How to complete this task —
State the number of lines in the records underneath where the word "Target" turns up, and say nothing else.

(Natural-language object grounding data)

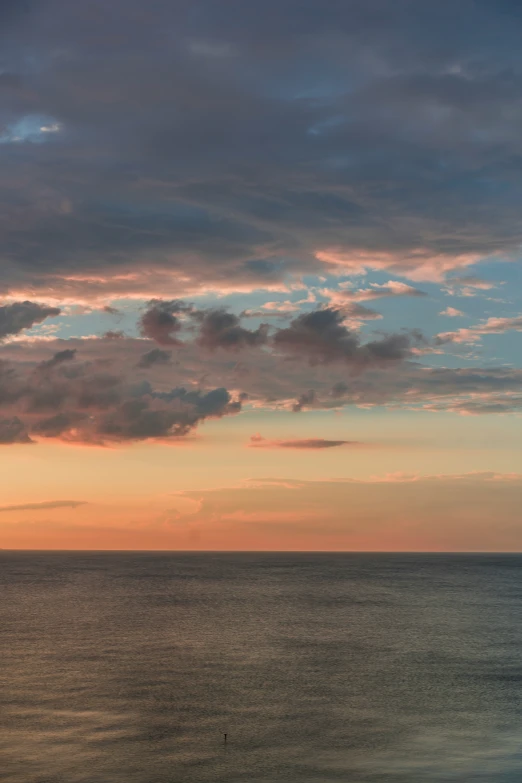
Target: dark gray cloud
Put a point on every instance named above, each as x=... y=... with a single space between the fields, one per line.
x=305 y=399
x=225 y=147
x=322 y=338
x=47 y=504
x=221 y=329
x=67 y=355
x=160 y=322
x=313 y=444
x=82 y=402
x=156 y=356
x=16 y=317
x=12 y=430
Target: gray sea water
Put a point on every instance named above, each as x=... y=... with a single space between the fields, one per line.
x=127 y=668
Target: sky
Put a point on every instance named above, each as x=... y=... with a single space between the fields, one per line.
x=261 y=281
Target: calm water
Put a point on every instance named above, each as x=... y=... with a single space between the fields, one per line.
x=119 y=668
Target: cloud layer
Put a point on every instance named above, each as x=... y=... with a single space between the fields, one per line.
x=160 y=152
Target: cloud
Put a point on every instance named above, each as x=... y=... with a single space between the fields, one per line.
x=156 y=356
x=16 y=317
x=474 y=333
x=12 y=430
x=221 y=329
x=84 y=402
x=322 y=338
x=467 y=285
x=48 y=504
x=283 y=172
x=256 y=441
x=160 y=322
x=392 y=288
x=67 y=355
x=452 y=312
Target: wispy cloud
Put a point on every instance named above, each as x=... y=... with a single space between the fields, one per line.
x=258 y=442
x=44 y=505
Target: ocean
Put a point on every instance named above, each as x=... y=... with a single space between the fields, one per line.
x=131 y=667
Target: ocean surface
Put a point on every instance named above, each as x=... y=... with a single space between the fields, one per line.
x=127 y=668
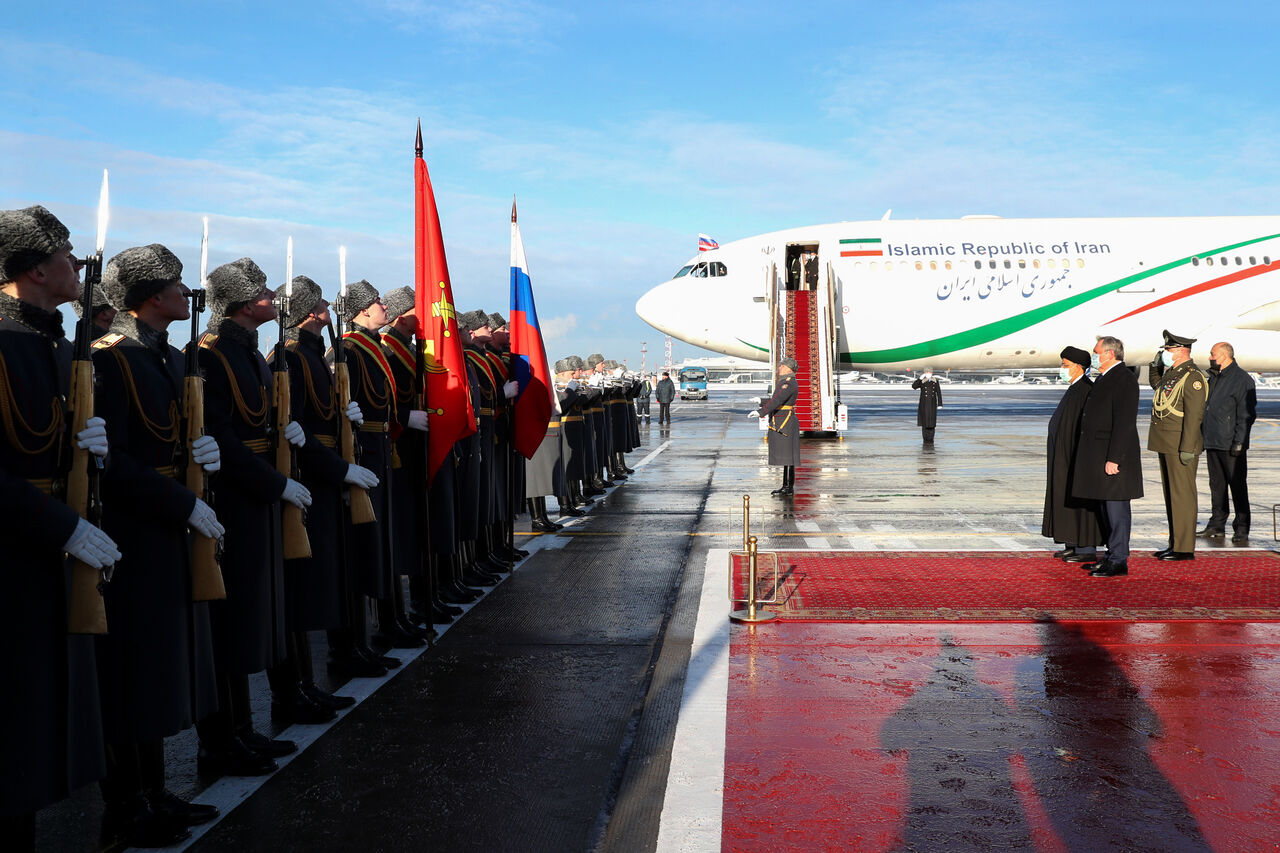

Answer box —
9